* _EXCERPTED TEXT_
==================================================
# **Where Will the 2019 Aquatic Gardeners Assn (AGA) Convention Be? Here is a hint!**



## Seattle_Aquarist (26 May 2018)

***Where Will the 2019 Aquatic Gardeners Assn (AGA) Convention Be? Here is a hint!**




 *


----------



## alto (27 May 2018)

Under the Aurora Bridge 

That will be a wee challenge for the Live Aquascaping Event


----------



## Hades (27 May 2018)

Troll avenue here we come!

Or maybe Roy is merely trolling us all? 
After all he seems to be in the ideal position to do so


----------



## Seattle_Aquarist (27 May 2018)

alto said:


> Under the Aurora Bridge
> 
> That will be a wee challenge for the Live Aquascaping Event



Hi alto,

LOL, no we won't be doing the Live Aquascaping under any bridges (I hope).


----------



## Seattle_Aquarist (27 May 2018)

Hades said:


> Troll avenue here we come!
> 
> Or maybe Roy is merely trolling us all?
==================================================
[Records that point to named objects]
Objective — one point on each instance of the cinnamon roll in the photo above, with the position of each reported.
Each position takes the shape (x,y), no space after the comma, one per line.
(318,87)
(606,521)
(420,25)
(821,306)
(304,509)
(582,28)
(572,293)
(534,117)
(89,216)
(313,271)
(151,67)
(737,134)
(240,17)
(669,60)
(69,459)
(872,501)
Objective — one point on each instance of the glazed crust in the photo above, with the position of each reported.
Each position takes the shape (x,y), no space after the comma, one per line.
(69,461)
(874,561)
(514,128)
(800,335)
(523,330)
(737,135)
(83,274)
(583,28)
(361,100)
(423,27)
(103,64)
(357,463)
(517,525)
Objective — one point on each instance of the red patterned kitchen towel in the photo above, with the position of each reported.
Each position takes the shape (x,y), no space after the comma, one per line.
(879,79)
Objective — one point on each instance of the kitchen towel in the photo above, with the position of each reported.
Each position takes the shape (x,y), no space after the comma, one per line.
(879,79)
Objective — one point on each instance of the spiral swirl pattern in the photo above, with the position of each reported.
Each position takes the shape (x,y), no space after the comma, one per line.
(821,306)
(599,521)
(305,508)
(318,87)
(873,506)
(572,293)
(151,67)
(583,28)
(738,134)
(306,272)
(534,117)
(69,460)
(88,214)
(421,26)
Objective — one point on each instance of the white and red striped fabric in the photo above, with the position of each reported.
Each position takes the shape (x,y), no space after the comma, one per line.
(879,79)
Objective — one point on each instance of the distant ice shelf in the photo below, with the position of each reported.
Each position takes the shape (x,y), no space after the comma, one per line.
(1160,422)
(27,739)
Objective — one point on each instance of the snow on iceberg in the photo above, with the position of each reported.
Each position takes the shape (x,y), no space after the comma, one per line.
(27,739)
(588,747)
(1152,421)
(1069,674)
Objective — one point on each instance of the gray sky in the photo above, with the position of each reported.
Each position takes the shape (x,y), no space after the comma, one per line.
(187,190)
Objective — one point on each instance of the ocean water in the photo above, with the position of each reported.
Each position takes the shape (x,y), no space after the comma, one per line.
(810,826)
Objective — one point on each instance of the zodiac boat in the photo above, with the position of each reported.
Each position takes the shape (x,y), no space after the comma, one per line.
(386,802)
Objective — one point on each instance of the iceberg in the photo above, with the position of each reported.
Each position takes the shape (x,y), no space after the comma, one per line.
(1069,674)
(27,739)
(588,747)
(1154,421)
==================================================
* _WHAT IS ASKED_
1: Pull out every line of the records that contains the word "towel".
2: Write what comes next in the forum thread about the 2019 AGA convention, starting after the last line shown.
The records are unrelated to the forum thread.

* _ANSWERS FOR THE EXERCISE_
1:
Objective — one point on each instance of the red patterned kitchen towel in the photo above, with the position of each reported.
Objective — one point on each instance of the kitchen towel in the photo above, with the position of each reported.

2:
> After all he seems to be in the ideal position to do so



Hi Hades,

My Dad came to the U.S. from Norway as a child.  I may be part Scandinavian but I'm no Troll!!  lol


----------



## Hades (27 May 2018)

Seattle_Aquarist said:


> Hi Hades,
> 
> My Dad came to the U.S. from Norway as a child.  I may be part Scandinavian but I'm no Troll!!  lol



Ouch, your roots feed my fantasy and trigger my brain... hehehe 
(being a Jordskott fan and all...) 
But i'll take your word for it, no worries! 

But anyhoo:
i kinda like trolls actually so your secret would be safe with me... Just saying...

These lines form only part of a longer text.